> Brano da leggere:
━━━━━━━━━━━━━━━━━━━━━━━━━━━━━━
Da bambino gli piacevano le barche e l’agricoltura lo attirava per il contesto familiare. Ma c’era già anche un’idea che si faceva avanti: «Che bello essere prete».
Don Marco Zambon sabato 10 giugno sarà ordinato sacerdote e l’11 celebrerà la prima messa alle 10.30 nella sua Santa Croce: sì, qui è nato e cresciuto ma per un fatto improvviso che toccò la comunità – la morte di don Alfonso Milani - fu battezzato a Sant’Edoardo dall’allora parroco don Giovanni Mariano. Anni dopo, le due parrocchie si sarebbero riunite e avrebbero accompagnato insieme con affetto il venticinquenne. Ci sono diversi fili che si afferrano in questa storia e uno è questo: Marco fu battezzato il giorno del Corpus Domini e diventa prete proprio in quelle ore.
━━━━━━━━━━━━━━━━━━━━━━━━━━━━━━
> Dati forniti:
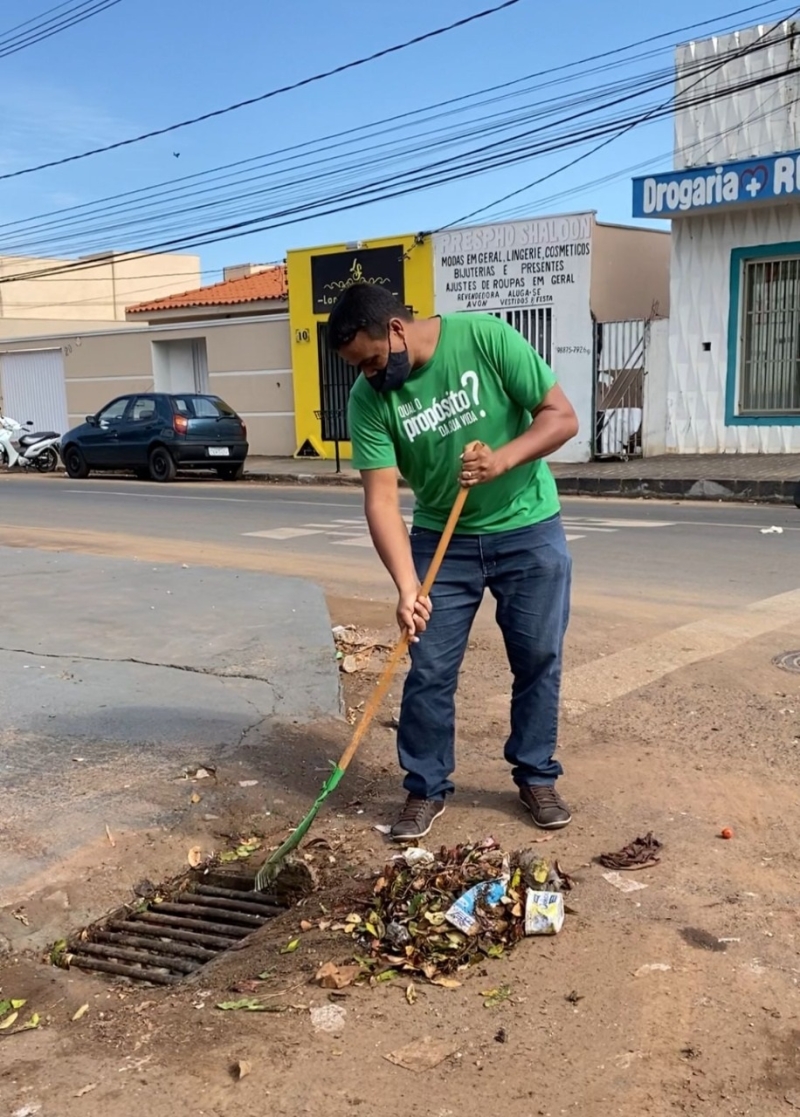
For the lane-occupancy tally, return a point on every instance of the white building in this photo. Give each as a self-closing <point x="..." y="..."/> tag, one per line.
<point x="732" y="382"/>
<point x="581" y="293"/>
━━━━━━━━━━━━━━━━━━━━━━━━━━━━━━
> Obiettivi:
a) Trascrivi il passo del brano su don Marco Zambon da «Don Marco Zambon» a «in quelle ore.».
b) Stabilisci se ciascuna affermazione concorda con il brano su don Marco Zambon. Rispondi sì o no e cita testualmente le parole del brano che lo determinano.
(i) Marco Zambon fu battezzato nella parrocchia di Santa Croce.
(ii) La prima messa sarà celebrata alle 10.30.
(iii) Il battesimo avvenne il giorno del Corpus Domini.

> Soluzioni in ordine:
a)
Don Marco Zambon sabato 10 giugno sarà ordinato sacerdote e l’11 celebrerà la prima messa alle 10.30 nella sua Santa Croce: sì, qui è nato e cresciuto ma per un fatto improvviso che toccò la comunità – la morte di don Alfonso Milani - fu battezzato a Sant’Edoardo dall’allora parroco don Giovanni Mariano. Anni dopo, le due parrocchie si sarebbero riunite e avrebbero accompagnato insieme con affetto il venticinquenne. Ci sono diversi fili che si afferrano in questa storia e uno è questo: Marco fu battezzato il giorno del Corpus Domini e diventa prete proprio in quelle ore.

b)
(i) No: «fu battezzato a Sant’Edoardo dall’allora parroco don Giovanni Mariano».
(ii) Sì: «l’11 celebrerà la prima messa alle 10.30 nella sua Santa Croce».
(iii) Sì: «Marco fu battezzato il giorno del Corpus Domini».